(RECORDS FOR THE EXERCISE):
* start *

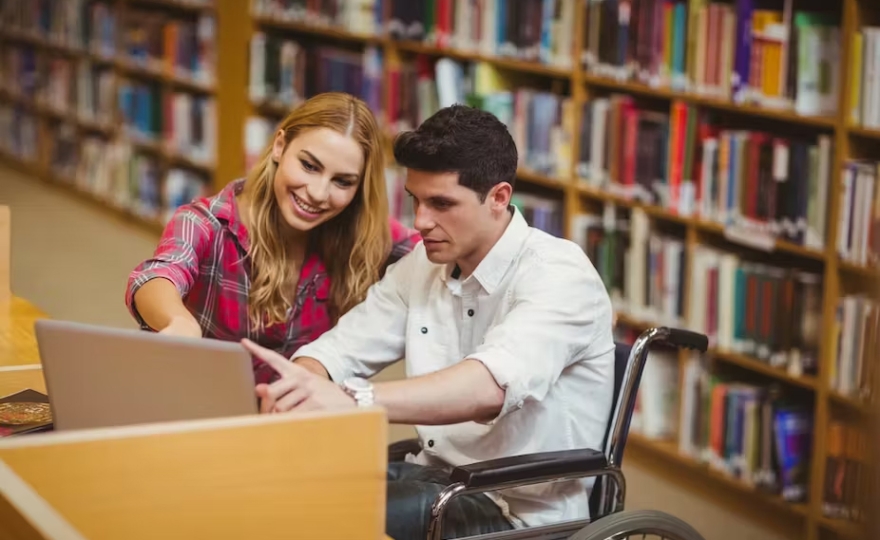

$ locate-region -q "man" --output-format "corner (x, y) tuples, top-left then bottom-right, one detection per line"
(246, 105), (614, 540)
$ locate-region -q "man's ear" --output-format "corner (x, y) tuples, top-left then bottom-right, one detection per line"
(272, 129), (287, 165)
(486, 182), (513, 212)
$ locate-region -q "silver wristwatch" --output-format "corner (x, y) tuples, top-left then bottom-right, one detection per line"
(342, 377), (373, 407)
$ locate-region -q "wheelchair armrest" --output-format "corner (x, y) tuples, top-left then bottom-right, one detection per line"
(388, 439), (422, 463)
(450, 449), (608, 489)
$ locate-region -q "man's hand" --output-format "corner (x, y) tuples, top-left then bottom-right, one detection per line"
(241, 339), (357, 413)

* end *
* start *

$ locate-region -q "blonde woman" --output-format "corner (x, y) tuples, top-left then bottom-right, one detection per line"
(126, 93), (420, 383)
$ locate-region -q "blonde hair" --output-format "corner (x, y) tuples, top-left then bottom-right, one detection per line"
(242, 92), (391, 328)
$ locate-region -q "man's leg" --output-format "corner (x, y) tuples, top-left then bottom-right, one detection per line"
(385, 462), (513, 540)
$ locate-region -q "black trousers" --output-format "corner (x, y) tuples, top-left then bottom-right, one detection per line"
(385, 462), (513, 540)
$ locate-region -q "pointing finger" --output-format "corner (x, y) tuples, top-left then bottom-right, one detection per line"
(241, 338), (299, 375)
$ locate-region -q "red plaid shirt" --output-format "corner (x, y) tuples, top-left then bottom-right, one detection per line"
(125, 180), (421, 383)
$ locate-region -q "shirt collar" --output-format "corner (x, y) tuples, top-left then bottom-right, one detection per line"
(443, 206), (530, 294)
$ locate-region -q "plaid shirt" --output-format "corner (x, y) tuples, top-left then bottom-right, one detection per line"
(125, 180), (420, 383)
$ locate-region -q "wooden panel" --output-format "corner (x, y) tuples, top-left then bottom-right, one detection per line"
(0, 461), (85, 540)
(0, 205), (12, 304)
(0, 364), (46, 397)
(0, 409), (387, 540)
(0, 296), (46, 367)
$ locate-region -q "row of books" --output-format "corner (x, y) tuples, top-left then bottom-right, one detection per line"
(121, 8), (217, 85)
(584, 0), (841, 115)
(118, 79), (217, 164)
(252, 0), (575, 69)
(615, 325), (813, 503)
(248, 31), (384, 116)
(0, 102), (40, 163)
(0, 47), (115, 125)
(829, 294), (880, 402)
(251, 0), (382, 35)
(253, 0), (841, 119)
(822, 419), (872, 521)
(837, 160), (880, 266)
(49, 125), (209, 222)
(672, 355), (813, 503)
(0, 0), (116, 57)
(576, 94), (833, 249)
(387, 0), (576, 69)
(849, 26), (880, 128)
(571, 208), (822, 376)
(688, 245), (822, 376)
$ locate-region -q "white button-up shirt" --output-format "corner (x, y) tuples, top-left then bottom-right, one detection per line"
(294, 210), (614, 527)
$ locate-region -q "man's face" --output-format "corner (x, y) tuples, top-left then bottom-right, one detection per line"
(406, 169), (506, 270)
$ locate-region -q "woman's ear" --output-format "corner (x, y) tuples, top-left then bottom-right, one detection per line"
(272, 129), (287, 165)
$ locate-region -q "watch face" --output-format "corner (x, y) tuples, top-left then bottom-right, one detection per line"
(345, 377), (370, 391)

* end *
* start *

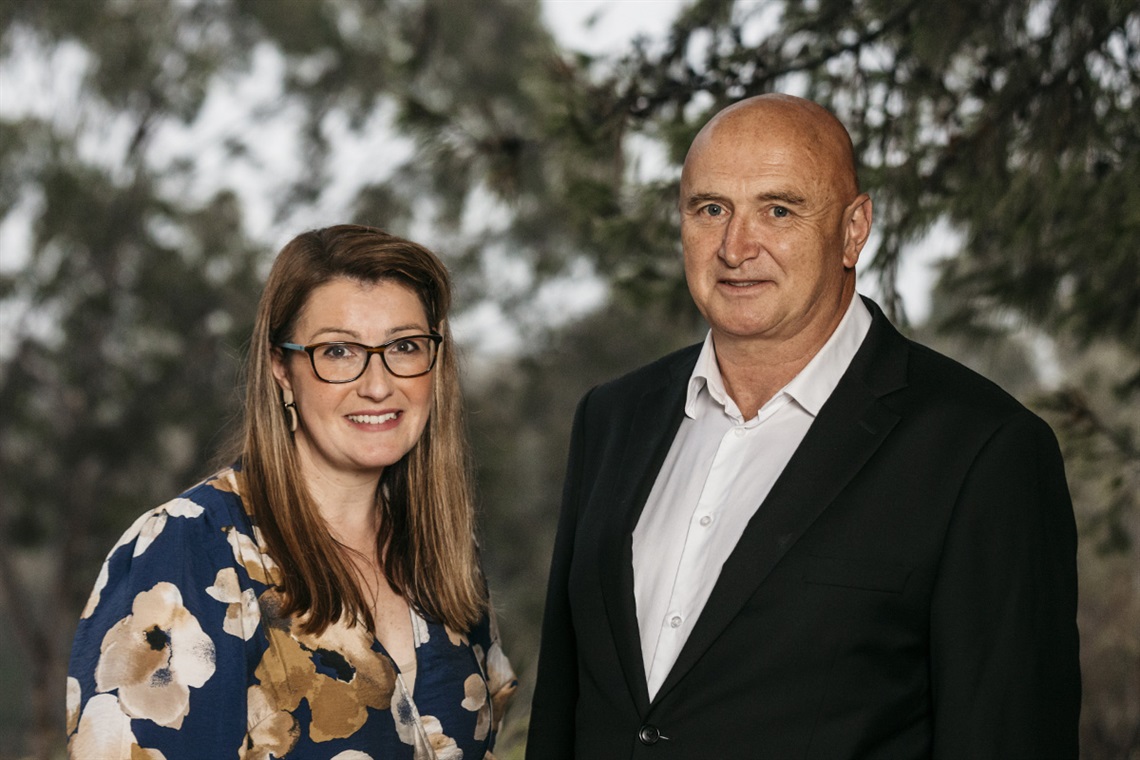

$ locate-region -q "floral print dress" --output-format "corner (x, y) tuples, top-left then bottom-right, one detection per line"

* end *

(WHAT YOU NEED TO DO): Count the lines in the listing above that contain the string "face", treating case as significant. Reply with the number alone.

(ANSWER TO THIS TASK): 2